O senhor é um dos cotados para a vaga do ministro Marco Aurélio Mello no Supremo Tribunal Federal. Tem alguma esperança de depois integrar listas em quatro ocasiões, enfim, ser indicado?
Deus me deu muitas oportunidades, quer como procurador-geral de Justiça do MPDFT, quer como indicado em listas para o TJDFT e para o STJ. O fato de ter sido lembrado para vaga no Supremo já é uma honra. No entanto, a incumbência que me foi dada pela procuradora-geral de Justiça do MPDFT, Fabiana Costa, de estar à frente dos trabalhos na força-tarefa, fez com que eu me dedicasse inteiramente, nesses últimos um ano e seis meses, à essa tarefa de proteção da sociedade durante a pandemia. Por isso, acredito que a lembrança do meu nome já tenha sido uma honra.
Considera-se terrivelmente evangélico, com o perfil desejado pelo presidente Jair Bolsonaro para a vaga?
De fato sou evangélico. Integro a Igreja Evangélica de Confissão Luterana do Brasil. Minha mãe é Luterana. Meu pai, católico. Creio que o fato de professar uma religião é algo importante, mas não é fator único para que alguém possa ser indicado e nomeado, pelo presidente da República, ministro do Supremo.
Como a pandemia pode reforçar os valores humanistas da sociedade?
A pandemia aguçou diversos sentimentos. De solidariedade, de preocupação, de proteção coletiva. Acredito que todas as pessoas estão mais sensíveis aos problemas da coletividade. Esse é um ponto positivo. Por outro lado, sentimos a falta , a distância e o convívio com familiares e amigos.
O que mudou na sua rotina neste ano de pandemia?
O fato de estar à frente de uma força-tarefa composta por mais de 30 procuradores e promotores, envolvendo, direta e indiretamente, dezenas de servidores, fez com que eu fosse obrigado a me expor diuturnamente. Em situações sensíveis, em ações de fiscalização, em visitas e reuniões.Isso realmente expôs a minha família, me obrigando, nos primeiros meses, até a ficar ausente de casa. Graças à proteção de Deus e à adoção dos devidos cuidados pessoais, como o uso de máscaras e distanciamento, não contraí a covid-19. E, agora, com a chegada da minha faixa etária de 58 anos na fila da imunização, fui vacinado na semana passada.
Como ficam as grandes questões de Brasília no pós-pandemia?
No pós-pandemia temos que ter um cuidado especial coma retomada da educação e das atividades econômicas. Igualmente, precisamos ter um cuidado especial com os vulneráveis. Houve uma grande perda de postos de trabalho, tanto formais como informais. Entendo que essa atenção deve ser prioritária no pós-pandemia no Distrito Federal.

INSTRUÇÃO DE TRABALHO
Transcreva da entrevista o trecho que começa em "A pandemia aguçou" e segue até "familiares e amigos.". O material a seguir é independente da entrevista.

MATERIAL APRESENTADO
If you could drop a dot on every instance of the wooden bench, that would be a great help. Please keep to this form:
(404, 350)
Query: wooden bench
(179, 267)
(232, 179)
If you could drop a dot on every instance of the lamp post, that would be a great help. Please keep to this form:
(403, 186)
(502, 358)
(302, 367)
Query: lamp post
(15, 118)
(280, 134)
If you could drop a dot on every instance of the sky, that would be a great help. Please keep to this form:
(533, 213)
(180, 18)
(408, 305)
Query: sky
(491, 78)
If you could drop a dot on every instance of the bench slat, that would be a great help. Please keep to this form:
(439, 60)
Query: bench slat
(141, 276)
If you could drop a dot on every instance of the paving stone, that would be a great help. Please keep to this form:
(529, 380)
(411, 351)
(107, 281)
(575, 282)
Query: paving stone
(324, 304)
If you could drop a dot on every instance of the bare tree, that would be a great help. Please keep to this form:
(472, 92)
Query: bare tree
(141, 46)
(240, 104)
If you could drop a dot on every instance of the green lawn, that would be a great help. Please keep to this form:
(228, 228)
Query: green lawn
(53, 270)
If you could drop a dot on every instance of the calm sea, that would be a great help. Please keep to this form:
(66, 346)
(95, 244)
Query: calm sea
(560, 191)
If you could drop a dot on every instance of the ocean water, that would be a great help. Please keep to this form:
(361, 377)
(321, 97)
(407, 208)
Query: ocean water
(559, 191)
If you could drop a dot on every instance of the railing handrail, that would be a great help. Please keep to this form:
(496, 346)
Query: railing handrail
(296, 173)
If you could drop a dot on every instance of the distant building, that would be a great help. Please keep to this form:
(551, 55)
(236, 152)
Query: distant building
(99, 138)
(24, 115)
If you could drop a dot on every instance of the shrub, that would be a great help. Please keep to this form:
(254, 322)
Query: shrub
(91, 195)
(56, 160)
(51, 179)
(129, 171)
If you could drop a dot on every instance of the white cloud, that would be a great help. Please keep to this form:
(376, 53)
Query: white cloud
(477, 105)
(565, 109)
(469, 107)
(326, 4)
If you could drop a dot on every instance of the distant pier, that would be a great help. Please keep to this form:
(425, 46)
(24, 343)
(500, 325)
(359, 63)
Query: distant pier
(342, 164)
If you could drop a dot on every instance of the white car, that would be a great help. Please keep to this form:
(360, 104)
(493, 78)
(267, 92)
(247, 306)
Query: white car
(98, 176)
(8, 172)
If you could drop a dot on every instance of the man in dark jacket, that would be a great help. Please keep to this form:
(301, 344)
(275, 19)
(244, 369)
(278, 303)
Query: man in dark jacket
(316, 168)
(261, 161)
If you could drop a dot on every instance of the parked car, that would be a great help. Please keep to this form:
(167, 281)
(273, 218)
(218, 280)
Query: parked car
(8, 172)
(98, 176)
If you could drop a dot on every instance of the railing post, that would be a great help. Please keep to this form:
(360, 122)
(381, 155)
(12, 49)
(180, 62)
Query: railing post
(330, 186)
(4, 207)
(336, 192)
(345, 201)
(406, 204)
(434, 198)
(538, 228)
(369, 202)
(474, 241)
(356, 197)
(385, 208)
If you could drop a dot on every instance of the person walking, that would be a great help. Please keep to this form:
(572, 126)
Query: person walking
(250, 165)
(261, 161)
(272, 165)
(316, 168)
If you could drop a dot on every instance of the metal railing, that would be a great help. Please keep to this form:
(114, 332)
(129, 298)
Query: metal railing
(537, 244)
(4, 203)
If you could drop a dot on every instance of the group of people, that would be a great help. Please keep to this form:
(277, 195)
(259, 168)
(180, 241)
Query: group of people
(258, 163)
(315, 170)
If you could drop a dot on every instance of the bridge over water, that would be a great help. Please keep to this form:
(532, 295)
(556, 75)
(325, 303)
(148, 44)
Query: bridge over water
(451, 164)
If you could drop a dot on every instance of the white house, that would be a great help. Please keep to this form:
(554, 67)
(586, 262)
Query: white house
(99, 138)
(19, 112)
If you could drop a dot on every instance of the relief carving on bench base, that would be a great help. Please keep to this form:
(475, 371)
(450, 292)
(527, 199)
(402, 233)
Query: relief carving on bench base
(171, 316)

RESULTADO
A pandemia aguçou diversos sentimentos. De solidariedade, de preocupação, de proteção coletiva. Acredito que todas as pessoas estão mais sensíveis aos problemas da coletividade. Esse é um ponto positivo. Por outro lado, sentimos a falta , a distância e o convívio com familiares e amigos.